## begin Source extract

Even since its inception in 1952, it has been the endeavour of the Department of Hindi, University of Madras, to strengthen the bound of national integration through literature especially, translation into Hindi of Tamil classics and comparative studies of Tamil and Hindi literature. With this aim, it has already brought out SIX publications and the present treatise Treatment of Love of Hindi Riti Poetry and Tamil Sangam Poetry A Comparative Study is the latest addition in that direction.
In the History of Tamil Literature, Sangam Period is regarded as the ‘Golden Age’ when Tamil culture and literature shone in their pristine pure glory almost free from the touches of outside influence or religious impact that we find in the Tamil literature of later period. And Akam poetry , comprising nearly 80% of the extant Sangam literature has been unanimously acclaimed as the best part of Sangam classics. Though a body of secular love poem, depicting various moods and situation connected with the universal theme of love, it has a structure and style of its own not to be found anywhere else. Beside it is bound by umpteen number of literacy convention codified in the Porulathikaram of Tolkappiyam which reflect the life ethos and more of the Tamils that lived some 2,000 years ago.

## end Source extract

### Short problem 1:
Format the stretch of the rows from their first line through the line containing "left=261, top=160, right=293, bottom=195", both ends included, as a numbered list, omitting any blank lines.

## begin Given data

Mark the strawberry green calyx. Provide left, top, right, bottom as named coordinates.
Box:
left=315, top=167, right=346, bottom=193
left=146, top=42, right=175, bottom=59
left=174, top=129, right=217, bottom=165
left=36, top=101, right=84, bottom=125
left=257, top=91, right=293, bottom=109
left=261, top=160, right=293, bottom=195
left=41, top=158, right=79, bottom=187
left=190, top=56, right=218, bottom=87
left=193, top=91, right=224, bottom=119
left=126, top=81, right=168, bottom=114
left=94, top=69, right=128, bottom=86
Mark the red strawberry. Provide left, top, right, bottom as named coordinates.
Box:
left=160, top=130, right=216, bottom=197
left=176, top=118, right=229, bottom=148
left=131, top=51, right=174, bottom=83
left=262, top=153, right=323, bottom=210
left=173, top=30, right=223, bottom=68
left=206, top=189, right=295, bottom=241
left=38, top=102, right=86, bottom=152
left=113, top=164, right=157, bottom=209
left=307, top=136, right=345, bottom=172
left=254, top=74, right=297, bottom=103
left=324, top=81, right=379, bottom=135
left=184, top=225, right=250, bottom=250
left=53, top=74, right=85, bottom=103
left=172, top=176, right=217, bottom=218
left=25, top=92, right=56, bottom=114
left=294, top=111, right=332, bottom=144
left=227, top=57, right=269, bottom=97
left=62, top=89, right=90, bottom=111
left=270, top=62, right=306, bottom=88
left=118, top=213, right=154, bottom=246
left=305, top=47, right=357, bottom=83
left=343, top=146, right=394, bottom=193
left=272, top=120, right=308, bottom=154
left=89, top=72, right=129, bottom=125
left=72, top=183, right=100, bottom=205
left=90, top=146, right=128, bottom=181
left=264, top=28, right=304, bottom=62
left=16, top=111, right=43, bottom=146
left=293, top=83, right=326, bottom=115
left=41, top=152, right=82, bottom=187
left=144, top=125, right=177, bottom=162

## end Given data

### Short problem 2:
Quote the entire passage on the comparative study of Hindi Riti and Tamil Sangam poetry, without alteration.

### Final result 1:
1. Mark the strawberry green calyx. Provide left, top, right, bottom as named coordinates.
2. Box:
3. left=315, top=167, right=346, bottom=193
4. left=146, top=42, right=175, bottom=59
5. left=174, top=129, right=217, bottom=165
6. left=36, top=101, right=84, bottom=125
7. left=257, top=91, right=293, bottom=109
8. left=261, top=160, right=293, bottom=195

### Final result 2:
Even since its inception in 1952, it has been the endeavour of the Department of Hindi, University of Madras, to strengthen the bound of national integration through literature especially, translation into Hindi of Tamil classics and comparative studies of Tamil and Hindi literature. With this aim, it has already brought out SIX publications and the present treatise Treatment of Love of Hindi Riti Poetry and Tamil Sangam Poetry A Comparative Study is the latest addition in that direction.
In the History of Tamil Literature, Sangam Period is regarded as the ‘Golden Age’ when Tamil culture and literature shone in their pristine pure glory almost free from the touches of outside influence or religious impact that we find in the Tamil literature of later period. And Akam poetry , comprising nearly 80% of the extant Sangam literature has been unanimously acclaimed as the best part of Sangam classics. Though a body of secular love poem, depicting various moods and situation connected with the universal theme of love, it has a structure and style of its own not to be found anywhere else. Beside it is bound by umpteen number of literacy convention codified in the Porulathikaram of Tolkappiyam which reflect the life ethos and more of the Tamils that lived some 2,000 years ago.